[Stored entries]

=== Section Start ===

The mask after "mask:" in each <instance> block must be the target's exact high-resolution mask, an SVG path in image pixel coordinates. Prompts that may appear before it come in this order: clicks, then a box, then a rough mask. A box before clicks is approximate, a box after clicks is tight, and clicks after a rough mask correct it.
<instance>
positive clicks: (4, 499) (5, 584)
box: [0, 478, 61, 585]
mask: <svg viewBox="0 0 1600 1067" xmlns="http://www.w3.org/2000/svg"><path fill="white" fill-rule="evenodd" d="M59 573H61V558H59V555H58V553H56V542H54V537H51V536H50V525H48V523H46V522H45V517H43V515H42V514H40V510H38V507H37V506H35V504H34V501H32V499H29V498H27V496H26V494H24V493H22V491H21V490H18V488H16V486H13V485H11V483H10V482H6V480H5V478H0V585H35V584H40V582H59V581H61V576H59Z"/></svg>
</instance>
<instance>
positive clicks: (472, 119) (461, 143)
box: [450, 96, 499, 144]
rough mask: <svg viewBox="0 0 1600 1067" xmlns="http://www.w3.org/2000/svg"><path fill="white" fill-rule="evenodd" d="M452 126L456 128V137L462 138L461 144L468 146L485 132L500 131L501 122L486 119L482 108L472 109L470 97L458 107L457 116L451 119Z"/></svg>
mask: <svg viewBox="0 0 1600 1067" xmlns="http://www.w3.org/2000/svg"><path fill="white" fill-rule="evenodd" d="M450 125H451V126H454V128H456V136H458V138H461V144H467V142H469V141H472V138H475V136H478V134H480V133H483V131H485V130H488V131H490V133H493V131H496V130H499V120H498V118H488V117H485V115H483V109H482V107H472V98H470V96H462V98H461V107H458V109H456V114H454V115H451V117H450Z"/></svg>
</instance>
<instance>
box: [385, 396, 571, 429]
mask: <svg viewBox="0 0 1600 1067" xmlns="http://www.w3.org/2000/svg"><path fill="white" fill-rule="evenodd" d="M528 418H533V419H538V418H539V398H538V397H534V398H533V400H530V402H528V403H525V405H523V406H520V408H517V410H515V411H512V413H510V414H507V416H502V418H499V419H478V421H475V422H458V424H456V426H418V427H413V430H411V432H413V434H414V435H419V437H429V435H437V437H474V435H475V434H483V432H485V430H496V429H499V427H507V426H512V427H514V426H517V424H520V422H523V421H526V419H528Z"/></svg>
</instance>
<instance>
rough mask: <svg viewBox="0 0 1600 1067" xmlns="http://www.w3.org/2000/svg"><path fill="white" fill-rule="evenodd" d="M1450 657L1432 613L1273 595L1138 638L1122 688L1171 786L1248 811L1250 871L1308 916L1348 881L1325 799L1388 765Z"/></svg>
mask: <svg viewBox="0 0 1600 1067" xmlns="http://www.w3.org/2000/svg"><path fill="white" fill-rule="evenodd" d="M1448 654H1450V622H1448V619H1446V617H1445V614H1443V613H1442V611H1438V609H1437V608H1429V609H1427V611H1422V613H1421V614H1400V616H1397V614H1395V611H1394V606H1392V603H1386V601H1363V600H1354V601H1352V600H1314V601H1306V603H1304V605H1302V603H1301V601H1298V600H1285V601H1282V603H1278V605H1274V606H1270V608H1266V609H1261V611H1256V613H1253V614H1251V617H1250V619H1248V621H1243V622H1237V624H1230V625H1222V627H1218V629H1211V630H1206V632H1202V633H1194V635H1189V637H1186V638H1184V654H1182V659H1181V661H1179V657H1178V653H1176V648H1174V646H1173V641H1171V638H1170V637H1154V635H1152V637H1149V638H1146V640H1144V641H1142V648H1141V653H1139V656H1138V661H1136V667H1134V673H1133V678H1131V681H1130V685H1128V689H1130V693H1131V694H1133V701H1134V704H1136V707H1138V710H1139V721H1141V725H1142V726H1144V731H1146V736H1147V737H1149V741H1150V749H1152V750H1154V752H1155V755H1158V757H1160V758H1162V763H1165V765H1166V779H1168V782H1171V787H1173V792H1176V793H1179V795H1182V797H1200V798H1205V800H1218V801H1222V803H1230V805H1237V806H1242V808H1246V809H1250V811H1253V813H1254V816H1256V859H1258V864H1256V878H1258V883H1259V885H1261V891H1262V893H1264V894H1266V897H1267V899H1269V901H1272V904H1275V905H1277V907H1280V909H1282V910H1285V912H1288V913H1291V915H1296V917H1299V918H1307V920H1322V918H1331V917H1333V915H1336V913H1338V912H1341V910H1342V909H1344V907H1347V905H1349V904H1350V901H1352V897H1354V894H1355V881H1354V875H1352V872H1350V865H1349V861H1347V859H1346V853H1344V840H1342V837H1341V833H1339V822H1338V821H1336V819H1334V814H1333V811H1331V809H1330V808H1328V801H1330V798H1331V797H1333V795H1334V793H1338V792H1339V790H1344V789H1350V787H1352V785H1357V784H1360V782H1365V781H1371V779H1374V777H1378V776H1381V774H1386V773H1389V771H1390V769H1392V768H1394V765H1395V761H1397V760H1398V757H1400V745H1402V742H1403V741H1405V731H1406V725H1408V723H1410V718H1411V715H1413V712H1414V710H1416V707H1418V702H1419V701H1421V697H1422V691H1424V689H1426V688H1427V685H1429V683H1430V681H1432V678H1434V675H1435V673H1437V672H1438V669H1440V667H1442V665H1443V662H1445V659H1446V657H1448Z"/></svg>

=== Section End ===

What you return should be exactly the lines above, starting at the one with "box: [0, 478, 61, 585]" and ending at the one with "box: [450, 96, 499, 144]", and nothing else.

box: [0, 478, 61, 585]
mask: <svg viewBox="0 0 1600 1067" xmlns="http://www.w3.org/2000/svg"><path fill="white" fill-rule="evenodd" d="M59 573H61V558H59V555H58V553H56V542H54V537H51V536H50V525H48V523H46V522H45V517H43V515H42V514H40V510H38V507H37V506H35V504H34V501H32V499H29V498H27V496H26V494H24V493H22V491H21V490H18V488H16V486H13V485H11V483H10V482H6V480H5V478H0V585H35V584H40V582H59V581H61V576H59Z"/></svg>
</instance>
<instance>
positive clicks: (472, 119) (461, 143)
box: [450, 96, 499, 144]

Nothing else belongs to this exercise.